原文材料

- Find Peak Element II
There is an integer matrix which has the following features:
The numbers in adjacent positions are different.
The matrix has n rows and m columns.
For all i < m, A[0][i] < A[1][i] && A[n - 2][i] > A[n - 1][i].
For all j < n, A[j][0] < A[j][1] && A[j][m - 2] > A[j][m - 1].
We define a position P is a peek if:
A[j][i] > A[j+1][i] && A[j][i] > A[j-1][i] && A[j][i] > A[j][i+1] && A[j][i] > A[j][i-1]
Find a peak element in this matrix. Return the index of the peak.
Example
Given a matrix:
[
[1 ,2 ,3 ,6 ,5],
[16,41,23,22,6],
[15,17,24,21,7],
[14,18,19,20,10],
[13,14,11,10,9]
]
return index of 41 (which is [1,1]) or index of 24 (which is [2,2])
Challenge
Solve it in O(n+m) time.
If you come up with an algorithm that you thought it is O(n log m) or O(m log n), can you prove it is actually O(n+m) or propose a similar but O(n+m) algorithm?
Notice
The matrix may contains multiple peeks, find any of them.
首先看一种错误的解法:
即先在rMid行中找到最大值,然后在对应列中找到最大值,然后又在其最大行中找最大值,…,如此不断找行/列中的最大值,直到行和列的二分查找的上下限间隔<=1为止。

数据摘录
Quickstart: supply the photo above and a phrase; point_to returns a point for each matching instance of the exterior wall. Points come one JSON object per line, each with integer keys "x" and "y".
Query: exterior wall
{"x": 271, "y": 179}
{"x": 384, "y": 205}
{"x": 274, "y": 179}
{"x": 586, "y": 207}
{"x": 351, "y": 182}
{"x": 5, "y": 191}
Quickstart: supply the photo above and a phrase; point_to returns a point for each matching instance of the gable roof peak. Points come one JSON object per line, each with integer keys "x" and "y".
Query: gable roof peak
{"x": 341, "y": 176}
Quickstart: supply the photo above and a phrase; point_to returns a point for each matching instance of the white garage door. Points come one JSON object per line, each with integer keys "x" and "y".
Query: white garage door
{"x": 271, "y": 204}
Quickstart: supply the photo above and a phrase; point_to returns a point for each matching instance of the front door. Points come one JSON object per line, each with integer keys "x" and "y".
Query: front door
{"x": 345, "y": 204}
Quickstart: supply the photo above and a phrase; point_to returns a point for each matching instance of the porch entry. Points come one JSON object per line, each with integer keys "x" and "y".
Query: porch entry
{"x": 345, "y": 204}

任务说明
在峰值元素题目的原文中，从含有“- Find Peak”的词句开始，到“of the peak.”结束，把这一段重写一遍，并将其中的“matrix”全部替换为“grid”。

参考答案
- Find Peak Element II
There is an integer grid which has the following features:
The numbers in adjacent positions are different.
The grid has n rows and m columns.
For all i < m, A[0][i] < A[1][i] && A[n - 2][i] > A[n - 1][i].
For all j < n, A[j][0] < A[j][1] && A[j][m - 2] > A[j][m - 1].
We define a position P is a peek if:
A[j][i] > A[j+1][i] && A[j][i] > A[j-1][i] && A[j][i] > A[j][i+1] && A[j][i] > A[j][i-1]
Find a peak element in this grid. Return the index of the peak.